Object location annotation data
---------------
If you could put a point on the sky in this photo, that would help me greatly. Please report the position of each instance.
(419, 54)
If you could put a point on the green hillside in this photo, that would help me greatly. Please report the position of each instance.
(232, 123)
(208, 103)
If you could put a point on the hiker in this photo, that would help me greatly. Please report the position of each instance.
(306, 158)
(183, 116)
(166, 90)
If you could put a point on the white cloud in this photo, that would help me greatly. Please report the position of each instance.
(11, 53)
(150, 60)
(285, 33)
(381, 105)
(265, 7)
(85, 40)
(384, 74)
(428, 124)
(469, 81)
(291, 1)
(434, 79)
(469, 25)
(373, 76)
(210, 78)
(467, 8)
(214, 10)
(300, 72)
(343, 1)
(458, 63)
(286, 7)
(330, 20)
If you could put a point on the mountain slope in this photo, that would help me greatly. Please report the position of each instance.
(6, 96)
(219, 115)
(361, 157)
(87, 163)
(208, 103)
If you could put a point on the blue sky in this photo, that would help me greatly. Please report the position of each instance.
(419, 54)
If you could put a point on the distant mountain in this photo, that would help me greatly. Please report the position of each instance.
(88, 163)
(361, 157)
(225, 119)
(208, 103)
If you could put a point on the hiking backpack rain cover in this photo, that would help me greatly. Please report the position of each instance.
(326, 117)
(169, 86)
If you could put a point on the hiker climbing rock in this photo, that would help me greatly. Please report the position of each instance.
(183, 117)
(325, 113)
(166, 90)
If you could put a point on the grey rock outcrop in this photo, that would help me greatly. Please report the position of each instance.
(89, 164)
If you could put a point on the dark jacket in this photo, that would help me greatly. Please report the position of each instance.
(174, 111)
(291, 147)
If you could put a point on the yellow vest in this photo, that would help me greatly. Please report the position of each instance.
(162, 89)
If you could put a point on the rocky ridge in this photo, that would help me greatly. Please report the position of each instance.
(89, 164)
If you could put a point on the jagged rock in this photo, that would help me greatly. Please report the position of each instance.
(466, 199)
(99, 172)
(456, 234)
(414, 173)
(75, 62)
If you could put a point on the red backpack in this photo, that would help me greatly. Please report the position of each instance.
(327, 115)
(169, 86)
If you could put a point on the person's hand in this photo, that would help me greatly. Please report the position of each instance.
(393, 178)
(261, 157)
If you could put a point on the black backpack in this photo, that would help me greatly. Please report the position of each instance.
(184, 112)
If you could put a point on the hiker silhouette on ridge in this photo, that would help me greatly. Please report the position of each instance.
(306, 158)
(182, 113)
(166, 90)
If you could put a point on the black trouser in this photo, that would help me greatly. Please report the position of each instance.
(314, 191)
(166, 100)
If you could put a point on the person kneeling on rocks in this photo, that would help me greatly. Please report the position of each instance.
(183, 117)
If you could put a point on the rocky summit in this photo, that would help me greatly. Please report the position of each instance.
---------------
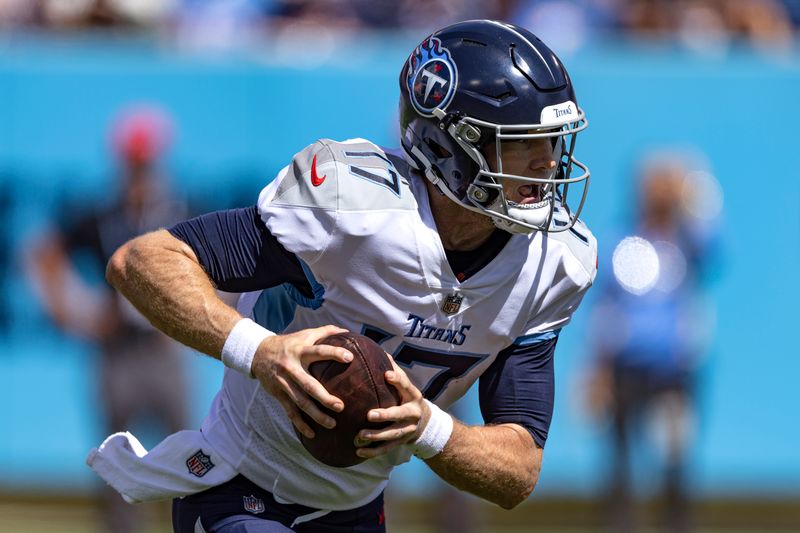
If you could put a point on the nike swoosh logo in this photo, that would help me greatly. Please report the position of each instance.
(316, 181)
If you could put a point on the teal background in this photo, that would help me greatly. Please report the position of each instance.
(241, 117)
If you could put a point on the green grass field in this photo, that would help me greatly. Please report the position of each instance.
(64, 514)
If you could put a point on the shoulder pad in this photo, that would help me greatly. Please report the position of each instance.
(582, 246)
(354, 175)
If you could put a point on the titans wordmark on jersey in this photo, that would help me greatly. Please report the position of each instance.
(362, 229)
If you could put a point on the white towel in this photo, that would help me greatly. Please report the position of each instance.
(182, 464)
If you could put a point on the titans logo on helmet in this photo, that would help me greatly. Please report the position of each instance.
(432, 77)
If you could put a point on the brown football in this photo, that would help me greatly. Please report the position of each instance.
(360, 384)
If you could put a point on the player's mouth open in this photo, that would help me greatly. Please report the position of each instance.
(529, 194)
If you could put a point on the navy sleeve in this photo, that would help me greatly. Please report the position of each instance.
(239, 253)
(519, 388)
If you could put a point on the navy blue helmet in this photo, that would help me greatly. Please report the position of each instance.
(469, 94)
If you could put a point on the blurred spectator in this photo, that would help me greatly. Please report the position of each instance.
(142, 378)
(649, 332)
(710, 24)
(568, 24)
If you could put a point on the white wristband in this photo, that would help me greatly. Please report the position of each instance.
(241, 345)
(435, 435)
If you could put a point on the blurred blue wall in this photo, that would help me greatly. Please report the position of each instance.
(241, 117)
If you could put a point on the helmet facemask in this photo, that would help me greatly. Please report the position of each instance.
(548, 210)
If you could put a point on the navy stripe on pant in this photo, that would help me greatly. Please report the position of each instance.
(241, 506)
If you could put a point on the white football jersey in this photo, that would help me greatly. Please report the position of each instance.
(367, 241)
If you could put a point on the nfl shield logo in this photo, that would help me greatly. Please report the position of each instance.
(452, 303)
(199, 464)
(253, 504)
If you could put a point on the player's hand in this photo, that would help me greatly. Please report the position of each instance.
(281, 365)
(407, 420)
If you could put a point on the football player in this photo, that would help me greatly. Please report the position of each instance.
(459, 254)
---------------
• **EXERCISE INSTRUCTIONS**: Pick out and copy every line of the material above that contains the string "black". Case counts.

• **FULL RESPONSE**:
If you could put a point on the black backpack in this photo, that would help me greatly. Please report the position of each instance.
If you could put a point on the black trouser in this photo, that would help me greatly. Please report the position of each instance.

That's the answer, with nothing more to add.